» **DIRECTIONS FOR THIS TASK**: All entries must be transcribed exactly, down to the last character.

» **RECORDS PROVIDED**:
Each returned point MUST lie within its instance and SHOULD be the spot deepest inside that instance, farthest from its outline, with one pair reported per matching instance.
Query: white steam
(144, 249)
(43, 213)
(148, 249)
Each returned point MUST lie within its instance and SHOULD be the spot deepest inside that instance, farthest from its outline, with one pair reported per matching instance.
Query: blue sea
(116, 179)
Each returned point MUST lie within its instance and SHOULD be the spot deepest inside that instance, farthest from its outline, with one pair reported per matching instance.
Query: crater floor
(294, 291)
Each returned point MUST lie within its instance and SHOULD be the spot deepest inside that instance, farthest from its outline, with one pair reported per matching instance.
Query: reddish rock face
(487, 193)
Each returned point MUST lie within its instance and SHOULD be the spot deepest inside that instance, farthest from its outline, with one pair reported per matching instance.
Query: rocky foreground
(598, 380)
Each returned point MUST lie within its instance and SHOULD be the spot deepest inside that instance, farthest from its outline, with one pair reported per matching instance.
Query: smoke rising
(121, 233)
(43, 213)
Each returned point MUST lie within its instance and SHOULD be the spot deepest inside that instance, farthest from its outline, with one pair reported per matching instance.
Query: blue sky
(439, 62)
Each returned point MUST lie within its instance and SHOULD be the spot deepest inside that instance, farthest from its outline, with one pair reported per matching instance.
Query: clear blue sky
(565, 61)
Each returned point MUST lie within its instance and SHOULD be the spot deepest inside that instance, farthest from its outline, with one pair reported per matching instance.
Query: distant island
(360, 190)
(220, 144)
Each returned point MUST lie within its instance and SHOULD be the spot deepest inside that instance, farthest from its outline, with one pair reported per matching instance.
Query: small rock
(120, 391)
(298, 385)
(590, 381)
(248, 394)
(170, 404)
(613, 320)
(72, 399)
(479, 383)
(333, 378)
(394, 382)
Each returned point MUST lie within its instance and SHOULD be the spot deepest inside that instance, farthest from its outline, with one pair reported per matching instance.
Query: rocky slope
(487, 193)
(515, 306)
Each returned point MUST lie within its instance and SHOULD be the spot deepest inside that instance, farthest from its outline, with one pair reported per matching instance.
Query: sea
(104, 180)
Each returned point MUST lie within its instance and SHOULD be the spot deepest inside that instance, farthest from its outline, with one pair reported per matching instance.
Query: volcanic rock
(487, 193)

» **RESULT**:
Each returned point MUST lie within its instance and SHOULD be the spot deepest inside that instance, farthest from its outline, with one pair reported per matching instance.
Query: white steam
(144, 249)
(43, 213)
(148, 249)
Each returned point MUST lie within its instance and SHOULD be the spot deepest inside that instance, farthest from its outline, with one pair reported per matching instance.
Query: blue sea
(116, 179)
Each returned point MUST lie within its instance and SHOULD be the spot deepest inside that instance, farthest from its outline, with one pair reported per matching instance.
Query: crater floor
(294, 291)
Each returned point MUST lie within its instance and SHOULD be the spot deepest inside that instance, farthest from its outline, with one pair reported per matching instance.
Query: reddish rock face
(487, 193)
Each returned point MUST lie within its instance and SHOULD be the spot deepest inside that instance, farthest from its outline, with one pair reported per matching instance.
Query: rocky foreground
(598, 380)
Each returned point MUST lie within its instance and SHOULD be the spot deepest inside that instance, farthest from its outline, with one pair reported per matching instance.
Query: smoke rising
(121, 233)
(43, 213)
Each returned point MUST lie within its instance and SHOULD be the spot deepest inside that instance, farthest from its outline, with one pair reported per matching instance.
Query: blue sky
(439, 62)
Each returned point MUST lie within its instance and SHOULD be the spot deepest inside that instance, farthest from its outline, with one pair reported per matching instance.
Query: clear blue sky
(565, 61)
Each returned point MUST lie within its instance and SHOULD be the spot deepest inside that instance, farthest from its outline, with one pair reported per matching instance.
Query: distant island
(360, 190)
(220, 144)
Each returned point MUST lie within its instance and SHOULD be the spot deepest inside that instance, farthest from its outline, with one pair reported per matching instance.
Query: small rock
(120, 391)
(298, 385)
(590, 381)
(248, 394)
(170, 404)
(613, 320)
(72, 399)
(479, 383)
(333, 378)
(394, 382)
Each returned point MUST lie within its instance and SHOULD be the spot deepest inside that instance, farthest from its outline, with one pair reported per matching instance.
Query: rocky slope
(487, 193)
(515, 306)
Each returned point MUST lie within its instance and SHOULD be the spot deepest inside that instance, farthest from its outline, with one pair reported per matching instance.
Query: sea
(104, 180)
Each returned point MUST lie within its instance and SHOULD be the spot deepest inside that instance, farthest from its outline, with one pair reported per matching instance.
Query: volcanic rock
(487, 193)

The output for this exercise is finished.